--- BEGIN RECORDS SHOWN ---

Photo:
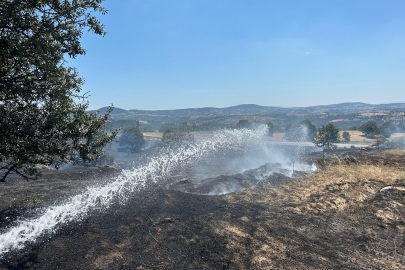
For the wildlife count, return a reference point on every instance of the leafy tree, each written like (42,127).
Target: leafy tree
(387,129)
(370,129)
(132,138)
(352,127)
(326,136)
(303,131)
(270,128)
(243,123)
(346,136)
(43,117)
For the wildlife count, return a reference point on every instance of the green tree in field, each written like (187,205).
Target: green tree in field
(346,136)
(43,117)
(326,136)
(370,129)
(270,129)
(132,138)
(303,131)
(387,129)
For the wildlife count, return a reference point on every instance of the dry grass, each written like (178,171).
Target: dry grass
(344,216)
(359,137)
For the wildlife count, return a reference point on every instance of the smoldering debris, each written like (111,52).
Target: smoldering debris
(269,173)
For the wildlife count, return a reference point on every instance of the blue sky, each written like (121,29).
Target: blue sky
(187,54)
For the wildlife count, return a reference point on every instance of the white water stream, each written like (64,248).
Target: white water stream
(122,188)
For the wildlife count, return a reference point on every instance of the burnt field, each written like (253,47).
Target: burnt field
(349,214)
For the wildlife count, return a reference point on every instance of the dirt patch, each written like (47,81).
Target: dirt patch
(345,216)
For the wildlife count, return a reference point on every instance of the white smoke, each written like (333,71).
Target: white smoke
(122,188)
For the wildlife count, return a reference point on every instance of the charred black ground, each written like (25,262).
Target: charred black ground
(280,223)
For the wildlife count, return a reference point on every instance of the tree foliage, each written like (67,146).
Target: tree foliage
(326,136)
(43,117)
(132,137)
(346,136)
(270,128)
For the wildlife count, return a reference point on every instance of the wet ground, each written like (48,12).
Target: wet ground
(165,228)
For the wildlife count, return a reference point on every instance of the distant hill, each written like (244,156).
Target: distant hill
(352,107)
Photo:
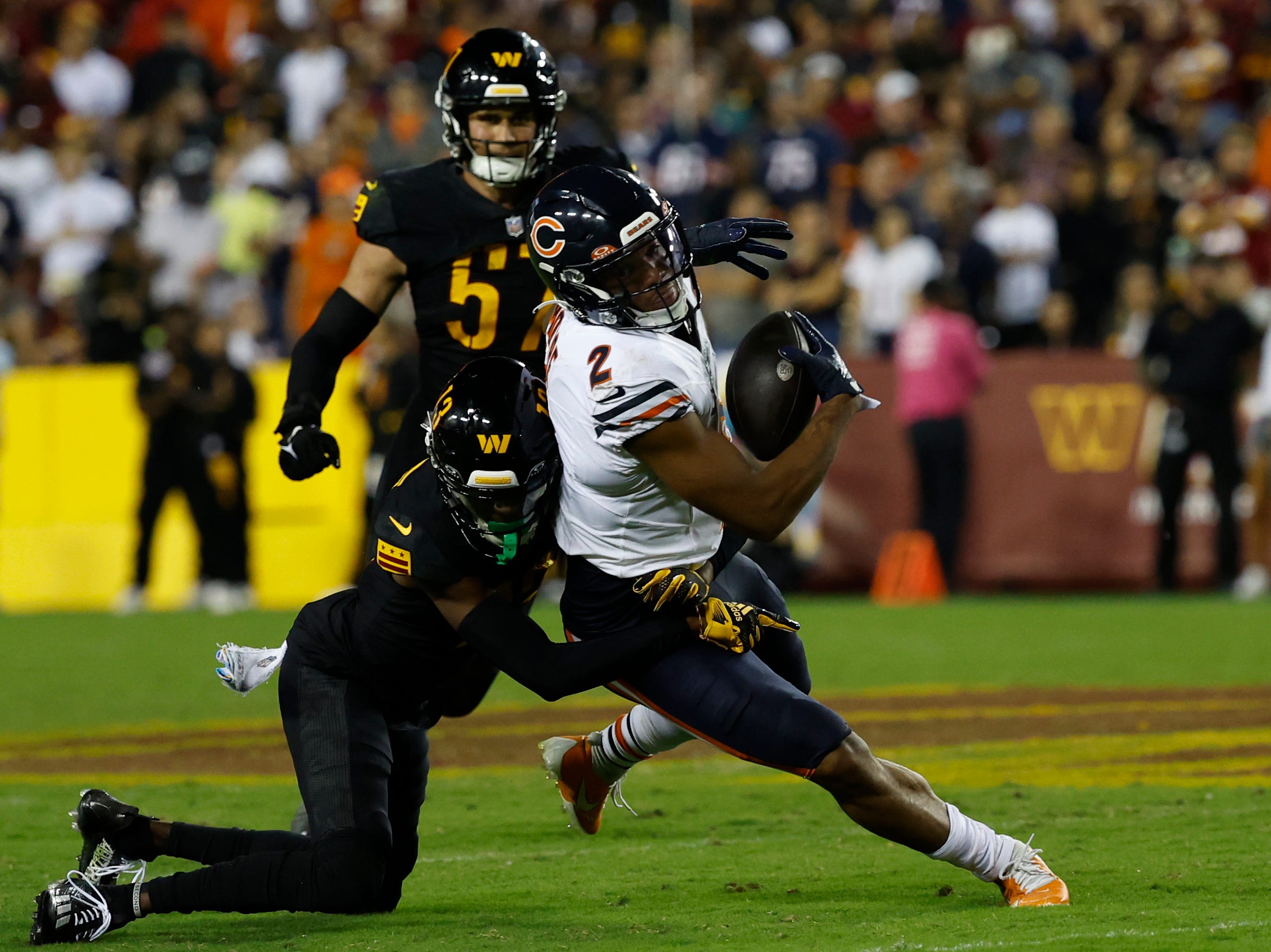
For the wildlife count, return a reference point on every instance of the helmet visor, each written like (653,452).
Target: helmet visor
(503,511)
(646,277)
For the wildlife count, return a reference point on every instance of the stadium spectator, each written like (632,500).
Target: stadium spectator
(1091,251)
(940,368)
(811,279)
(884,274)
(1192,356)
(113,304)
(1058,319)
(173,65)
(799,159)
(87,79)
(225,411)
(27,171)
(409,133)
(19,327)
(1255,578)
(1023,238)
(73,222)
(1135,309)
(178,228)
(173,385)
(312,76)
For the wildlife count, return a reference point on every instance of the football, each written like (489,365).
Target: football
(769,400)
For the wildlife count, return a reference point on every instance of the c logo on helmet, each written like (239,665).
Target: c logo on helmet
(553,250)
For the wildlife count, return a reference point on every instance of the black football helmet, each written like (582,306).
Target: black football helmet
(500,68)
(612,250)
(494,448)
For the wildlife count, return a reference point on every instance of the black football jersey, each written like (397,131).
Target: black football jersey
(468,267)
(392,636)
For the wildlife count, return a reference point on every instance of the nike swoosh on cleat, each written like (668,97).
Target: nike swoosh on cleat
(581,801)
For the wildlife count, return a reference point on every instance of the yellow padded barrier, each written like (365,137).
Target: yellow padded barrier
(72,446)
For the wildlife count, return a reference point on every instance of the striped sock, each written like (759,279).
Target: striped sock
(633,738)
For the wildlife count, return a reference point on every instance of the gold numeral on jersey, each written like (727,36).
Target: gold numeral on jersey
(460,290)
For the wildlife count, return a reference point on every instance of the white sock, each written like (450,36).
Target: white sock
(975,847)
(633,738)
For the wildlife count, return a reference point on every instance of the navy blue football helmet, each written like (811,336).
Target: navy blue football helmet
(613,251)
(500,68)
(494,448)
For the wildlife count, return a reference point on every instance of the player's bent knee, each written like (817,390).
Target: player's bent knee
(350,872)
(851,770)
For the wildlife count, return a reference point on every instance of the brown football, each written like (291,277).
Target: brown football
(769,400)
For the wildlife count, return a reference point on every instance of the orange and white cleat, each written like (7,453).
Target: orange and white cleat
(1028,881)
(569,763)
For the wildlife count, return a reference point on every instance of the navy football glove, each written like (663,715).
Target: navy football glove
(306,452)
(830,375)
(727,239)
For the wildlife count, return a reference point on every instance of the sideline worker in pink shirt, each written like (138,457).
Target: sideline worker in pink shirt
(940,366)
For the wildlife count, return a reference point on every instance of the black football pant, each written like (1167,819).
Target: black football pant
(940,453)
(363,778)
(174,465)
(1192,429)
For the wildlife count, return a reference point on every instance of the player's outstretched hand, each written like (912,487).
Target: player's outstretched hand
(678,586)
(727,239)
(738,627)
(306,452)
(830,375)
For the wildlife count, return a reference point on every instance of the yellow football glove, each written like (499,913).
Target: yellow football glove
(679,586)
(736,626)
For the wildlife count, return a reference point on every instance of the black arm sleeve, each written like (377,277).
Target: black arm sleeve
(552,670)
(342,325)
(730,546)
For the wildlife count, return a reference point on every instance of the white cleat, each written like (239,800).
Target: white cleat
(243,669)
(1252,584)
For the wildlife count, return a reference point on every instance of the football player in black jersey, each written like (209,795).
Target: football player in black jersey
(454,230)
(464,537)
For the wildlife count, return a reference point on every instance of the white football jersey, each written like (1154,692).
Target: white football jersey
(607,385)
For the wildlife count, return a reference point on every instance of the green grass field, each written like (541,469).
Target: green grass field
(724,852)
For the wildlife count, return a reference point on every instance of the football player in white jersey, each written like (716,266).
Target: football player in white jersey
(650,480)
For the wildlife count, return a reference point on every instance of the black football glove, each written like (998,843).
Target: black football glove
(306,452)
(830,375)
(673,588)
(727,238)
(738,627)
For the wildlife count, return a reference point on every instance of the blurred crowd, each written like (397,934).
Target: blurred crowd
(1068,163)
(1064,159)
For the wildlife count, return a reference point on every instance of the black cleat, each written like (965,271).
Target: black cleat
(97,818)
(70,910)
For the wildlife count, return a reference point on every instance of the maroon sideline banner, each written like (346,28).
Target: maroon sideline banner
(1063,449)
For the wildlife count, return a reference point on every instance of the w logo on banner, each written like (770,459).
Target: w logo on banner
(1088,428)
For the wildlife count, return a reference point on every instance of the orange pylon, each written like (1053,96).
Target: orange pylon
(909,571)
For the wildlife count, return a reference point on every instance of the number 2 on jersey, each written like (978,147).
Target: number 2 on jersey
(599,371)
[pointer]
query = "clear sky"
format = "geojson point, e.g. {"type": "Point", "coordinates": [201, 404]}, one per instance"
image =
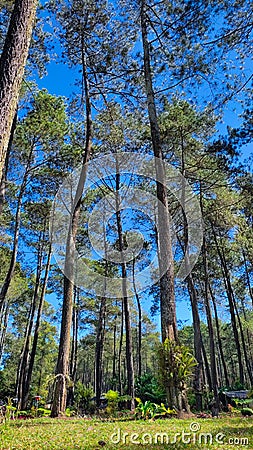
{"type": "Point", "coordinates": [60, 81]}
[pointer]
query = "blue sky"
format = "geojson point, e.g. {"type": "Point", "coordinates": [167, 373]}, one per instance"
{"type": "Point", "coordinates": [60, 81]}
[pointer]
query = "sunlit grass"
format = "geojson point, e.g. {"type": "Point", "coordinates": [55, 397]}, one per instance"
{"type": "Point", "coordinates": [83, 434]}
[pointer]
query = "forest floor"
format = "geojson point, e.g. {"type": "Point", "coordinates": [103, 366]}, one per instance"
{"type": "Point", "coordinates": [83, 434]}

--- END RECORDS SHOWN ---

### [EXERCISE REQUIREMENTS]
Omitting all images, retype each line of the records precisely.

### [OUTPUT FOR THIS EXERCISE]
Photo:
For the wildlife count, return a reference point on every instance of the leafy tree, each written like (42,127).
Target: leafy tree
(387,129)
(370,129)
(132,138)
(352,127)
(326,136)
(303,131)
(270,128)
(243,123)
(346,136)
(43,117)
For the wildlife count, return a reference point on every instance of the green tree in field, each written like (187,205).
Target: green tree in field
(346,136)
(43,117)
(326,136)
(370,129)
(270,129)
(132,138)
(303,131)
(387,129)
For the wildlife count, return a reference point on every instance of the dry grass, each written like (178,171).
Target: dry grass
(344,216)
(359,137)
For the wildlife count, return a reference point on every instance of the smoldering debris, each written like (111,52).
Target: smoldering debris
(269,173)
For the wildlife count, return a reference point on every instance of the blue sky, each written like (121,29).
Target: blue sky
(187,54)
For the wildlife count, return a reference point on every instance of the white water stream, each written like (64,248).
Target: white water stream
(122,188)
For the wildlife count, return a reference point on every instance of the burnt field, each written like (253,47).
Target: burnt field
(349,214)
For the wildlife count, return a reference point on every instance of the dirt patch, each written like (47,81).
Target: dirt patch
(345,216)
For the wildlife count, return a reference point on every instance of the white smoke, each written like (333,71).
Target: white smoke
(122,188)
For the wildlife count, return a reference point on every instance of the charred black ground, each written like (25,262).
Target: charred black ground
(280,223)
For the wildlife count, return a reference point on every instance of the tree foliage, each written like (67,146).
Target: tree foliage
(326,136)
(43,117)
(132,137)
(346,136)
(270,128)
For the wildlife count, return a reference point on every instance of the wet ground, each written like (48,12).
Target: wet ground
(165,228)
For the wildlife count, return a reference point on every instance of the distant hill, each written like (244,156).
Target: distant hill
(352,107)
Photo:
For the wildlife count, return a reference point on every instance of the helmet visor, each written like (653,452).
Target: helmet visor
(503,511)
(646,277)
For the wildlife count, return a reference point on every instance of the stadium spectator, each written like (632,500).
Target: stadium spectator
(1091,251)
(940,368)
(811,279)
(884,274)
(1192,356)
(113,304)
(1058,319)
(173,65)
(799,159)
(87,79)
(225,411)
(27,171)
(409,133)
(19,327)
(1255,578)
(1023,238)
(73,222)
(1135,309)
(178,228)
(173,385)
(312,76)
For the wildlife count, return a reference point on every instance of the football, each written like (489,365).
Target: football
(769,400)
For the wildlife count, return a reference point on every instance of the c logo on helmet, each written like (239,665).
Target: c logo on helmet
(553,250)
For the wildlife count, return a reference point on every instance of the black football helmet, each written like (582,306).
Target: black football helmet
(500,68)
(612,250)
(494,448)
For the wildlife count, return a reference point on every instance of the black football jersey, each written like (397,131).
Target: black football jersey
(468,267)
(392,636)
For the wildlife count, return a reference point on every instance of the nike swoosh on cleat, each written like (668,97).
Target: nike swoosh on cleat
(581,801)
For the wildlife count, return a reference point on every instance of the yellow padded barrier, each written like (365,137).
Target: yellow padded barrier
(72,446)
For the wildlife count, return a reference point on every instance of the striped sock, each written like (759,279).
Target: striped sock
(633,738)
For the wildlife count, return a reference point on every instance of the gold numeral on jersey, each written like (727,36).
Target: gold numeral on jersey
(460,290)
For the wildlife count, return a reference point on every instance of the white sock, each written like (450,36).
Target: white sock
(975,847)
(633,738)
For the wildlife count, return a reference point on every instance of the navy blue football helmet, each written like (811,336).
Target: navy blue football helmet
(613,251)
(500,68)
(494,448)
For the wildlife count, return a reference point on every instance of the player's bent knee, each written like (817,390).
Target: player's bent knee
(350,872)
(851,770)
For the wildlife count, return a reference point on every instance of the brown football, each written like (291,277).
Target: brown football
(769,400)
For the wildlife count, return a reference point on every instance of the orange and white cleat, each written like (7,453).
Target: orange and white cleat
(1028,881)
(569,763)
For the wildlife count, return a reference point on every instance of the navy football glove, each written like (663,715).
Target: navy football glove
(306,452)
(830,375)
(727,239)
For the wildlife count, return a reference point on every instance of the sideline worker in pink shirt, each written like (138,457).
Target: sideline worker in pink shirt
(940,366)
For the wildlife count, return a reference point on every instance of the black football pant, each written like (1167,819).
Target: black football pant
(940,453)
(363,778)
(174,465)
(1192,429)
For the wildlife count, return a reference point on every instance of the player's outstretched hand, each written like (912,487).
Target: player's outstretched hand
(678,586)
(727,239)
(738,627)
(306,452)
(830,375)
For the wildlife count, return a reference point on every instance of the yellow football glove, each written like (499,913).
Target: yellow football glove
(679,586)
(736,626)
For the wildlife count, return a reference point on every instance of the black arm sleeve, each written like (377,277).
Target: black arm sleeve
(552,670)
(342,325)
(730,546)
For the wildlife count, return a reference point on every instance of the white cleat, each written like (239,800).
Target: white cleat
(243,669)
(1252,584)
For the wildlife count, return a reference point on every instance of the football player in black jersey, each written like (209,795).
Target: football player in black jersey
(454,230)
(464,537)
For the wildlife count, return a reference point on every instance of the white football jersey, each written like (1154,692).
Target: white football jersey
(607,385)
For the wildlife count, return a reference point on every instance of the green grass field, each written like (541,469).
Target: green grass field
(724,852)
For the wildlife count, return a reference point on every instance of the football player in white jersey, each written like (716,266).
Target: football player in white jersey
(650,480)
For the wildlife count, return a reference point on every instance of the black football glove, each written like (998,843).
Target: black football glove
(306,452)
(830,375)
(673,588)
(727,238)
(738,627)
For the wildlife count, return a reference point on every instance of the blurred crowd, each written like (397,934).
Target: blurred crowd
(1068,163)
(1064,159)
For the wildlife count, return a reference point on every instance of the black cleat, each written like (965,271).
Target: black cleat
(97,818)
(70,910)
For the wildlife count, return a reference point on every instance of the maroon sideline banner, each written like (346,28).
Target: maroon sideline banner
(1063,449)
For the wildlife count, return a reference point on every instance of the w logo on banner, each written like (770,459).
Target: w logo on banner
(1088,428)
For the wildlife count, return a reference point on every instance of the orange pylon, each written like (1053,96).
Target: orange pylon
(909,571)
For the wildlife count, return a reference point on every instance of the number 2 on jersey, each written like (978,147).
Target: number 2 on jersey
(599,371)
[pointer]
query = "clear sky"
format = "geojson point, e.g. {"type": "Point", "coordinates": [201, 404]}, one per instance"
image =
{"type": "Point", "coordinates": [60, 81]}
[pointer]
query = "blue sky"
format = "geojson point, e.g. {"type": "Point", "coordinates": [167, 373]}, one per instance"
{"type": "Point", "coordinates": [60, 81]}
[pointer]
query = "sunlit grass"
format = "geojson point, e.g. {"type": "Point", "coordinates": [55, 397]}, one per instance"
{"type": "Point", "coordinates": [83, 434]}
[pointer]
query = "forest floor"
format = "geojson point, e.g. {"type": "Point", "coordinates": [103, 366]}, one per instance"
{"type": "Point", "coordinates": [83, 434]}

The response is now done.